** TEXT EXTRACT **
# # #

Warner Brothers, which declined to discuss the new film's casting or make Mr. Nolan available to do so, need not feel uneasy about associating "Batman Begins" with more typically British products - the romantic comedies of Hugh Grant or the endless string of period costume dramas with bewhiskered men in frock coats and maidservants, eyes cast downward, bobbing and curtsying obediently.
In fact, the studio need only look at its own output lately. Of the major American film companies, Warner Brothers has been the most aggressive in working on British turf, Mr. Thomson noted. Much of the "Harry Potter" franchise is being shot at Leavesden, another abandoned British air base. Recently, acres of soundstage space at another studio were given over to shooting "Charlie and the Chocolate Factory," starring Johnny Depp and set for release by Warners next year. Within the last year, moreover, interiors for two other ambitious productions, "Phantom of the Opera" and "Alexander," both distributed in the United States by Warners, were shot on stages here. (Not to mention the first "Batman" in the current series, which was shot in Britain.)
All of this comes in a year when, even allowing for tax breaks, the weak dollar has made Britain forbiddingly expensive. So why not go to, say, Eastern Europe, which is cheaper? Much of the Civil War film "Cold Mountain," for example, was shot in Romania. Technical expertise is one reason; Britain justifiably boasts of outstanding behind-the-scenes filmmaking talent, including a cluster of world-class special effects houses in the Soho district of London. "Studios know they get value for money here," Mr. Thomson said.
And there are other attractions. If American film executives are faced with a long shoot abroad, and the choice is London or maybe Bucharest, they're apt to choose London, where the language is familiar and a dizzying range of entertainment and culture compensates for absence from home. Few countries, moreover, have soundstages as big as those in Britain. Visitors to Cardington have said that the Gotham City set is vast enough to encompass a freeway and an elevated rail track like the El in Chicago. (This Gotham is in a state of decay, ravaged by corruption and organized crime, its look influenced by the now-demolished slums in Kowloon, Hong Kong.)

# # #

** DATA EXCERPT **
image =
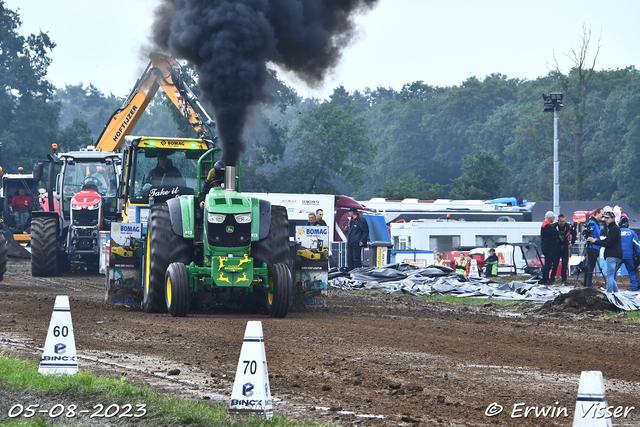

# # #

** EXERCISE OBJECTIVE **
Pick up the article on Warner Brothers shooting films in Britain and continue it from its last sentence.

** EXERCISE RESULT **
Finally, one wonders whether it even matters that British actors will dominate a classic piece of Americana. It's certainly been done before: In "Gone With the Wind," the main Southern belles were played by Vivien Leigh, born in British India, and Olivia de Havilland, daughter of a British patent attorney in Tokyo, while Leslie Howard's Ashley Wilkes never quite shook off Howard's native London.
More recently, there was much harrumphing in the British news media when an American actress (a Texan, even) was chosen to play that essentially English heroine, Bridget Jones. But the iciness of the British thawed when they finally saw Renée Zellweger's portrayal.
Certainly, the two enthusiastically received "Batman Begins" trailers being shown in theaters betray no sign of the film's British provenance. So Americans now face some choices. They can be gravely insulted that the British have appropriated an all-American icon. They can be amused by the whole farrago. Or they can view it as subtle revenge by the British on Hollywood for foisting Austin Powers upon them.